**Request 1**
Add 60 to both values of every coordinate pair given as an answer in the entries. Then write out again every line of the entries starting at the line that contains "Could you point out the brown" and ending at the final line of the entries, with all other wording left unchanged.

October 20, 2004
Up In The Clouds

By Jess Myers

 WCHA Notebook

This week's schedule
National TV Schedule

AHA/CHA Notebook
CCHA Notebook
ECAC Notebook
Hockey East Notebook

Remember the old scenes of steamer trunks covered with stickers featuring the names of vacation destinations on them? For a fun way to add some humor early in the season, St. Cloud State might want to cover their hockey bags with those stickers over the next few months. Being a Husky is a great way to see the world.

The team has already been to a tournament in New Hampshire and will head to Colorado for a pair of games with Denver this weekend. Before the clock strikes midnight on New Years’ Eve, the Huskies will have covered more states than a last-minute presidential campaign entourage, playing games in New Jersey, Connecticut, North Dakota and Florida.

Dave Ianazzo and his St. Cloud State teammates play 12 of their first 20 games on the road.

**Request 2**
Continue the St. Cloud State hockey article above, beginning after its final sentence.

**Supplied information**

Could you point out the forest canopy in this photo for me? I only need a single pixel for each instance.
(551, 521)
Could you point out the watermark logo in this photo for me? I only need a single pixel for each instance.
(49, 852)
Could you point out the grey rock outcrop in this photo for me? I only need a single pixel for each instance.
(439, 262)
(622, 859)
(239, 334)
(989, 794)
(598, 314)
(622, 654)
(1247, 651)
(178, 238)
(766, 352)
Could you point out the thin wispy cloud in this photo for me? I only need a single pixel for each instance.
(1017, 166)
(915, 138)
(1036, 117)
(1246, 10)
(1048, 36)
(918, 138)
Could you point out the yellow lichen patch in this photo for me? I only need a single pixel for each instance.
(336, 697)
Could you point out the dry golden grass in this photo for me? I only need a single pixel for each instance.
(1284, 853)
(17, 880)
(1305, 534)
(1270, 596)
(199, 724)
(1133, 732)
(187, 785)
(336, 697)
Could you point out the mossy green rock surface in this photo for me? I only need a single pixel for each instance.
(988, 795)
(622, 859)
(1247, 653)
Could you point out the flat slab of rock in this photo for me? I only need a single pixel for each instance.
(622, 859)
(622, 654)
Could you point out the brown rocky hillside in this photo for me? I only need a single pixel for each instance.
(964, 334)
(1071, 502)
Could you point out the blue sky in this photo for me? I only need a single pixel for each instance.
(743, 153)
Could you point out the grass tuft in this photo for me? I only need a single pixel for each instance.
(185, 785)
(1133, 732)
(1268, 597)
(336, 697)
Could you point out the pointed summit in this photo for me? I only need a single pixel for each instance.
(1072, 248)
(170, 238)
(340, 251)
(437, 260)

**Expected answer 1**
Could you point out the brown rocky hillside in this photo for me? I only need a single pixel for each instance.
(1024, 394)
(1131, 562)
Could you point out the blue sky in this photo for me? I only need a single pixel for each instance.
(803, 213)
Could you point out the grass tuft in this photo for me? I only need a single pixel for each instance.
(245, 845)
(1193, 792)
(1328, 657)
(396, 757)
Could you point out the pointed summit in this photo for me? I only need a single pixel for each instance.
(1132, 308)
(230, 298)
(400, 311)
(497, 320)

**Expected answer 2**
While some coaches like road trips early in the season, thinking that being together in confined spaces (such as airplanes and hotels) helps the team bond, Huskies coach Craig Dahl takes his team to a getaway camp in September and feels they’ve already done all of the bonding they need to do. With 10 freshmen (and just four seniors) on his roster, Dahl is more concerned about getting experience for his greenest players in October and November.

“Our schedule has us taking plane trips three of our first four weekends, which means it’s essentially seven days away from home,” said Huskies coach Craig Dahl. “It’s tough because you can only take 22 guys on the road, and you can’t get guys experience while they’re sitting at home.”

Some of those rookies might have to wait until early 2005 to get that much-coveted playing time. The schedule-makers have apparently determined that there’s no place like central Minnesota to spend January and have the Huskies playing six of their eight games that month in the National Hockey Center.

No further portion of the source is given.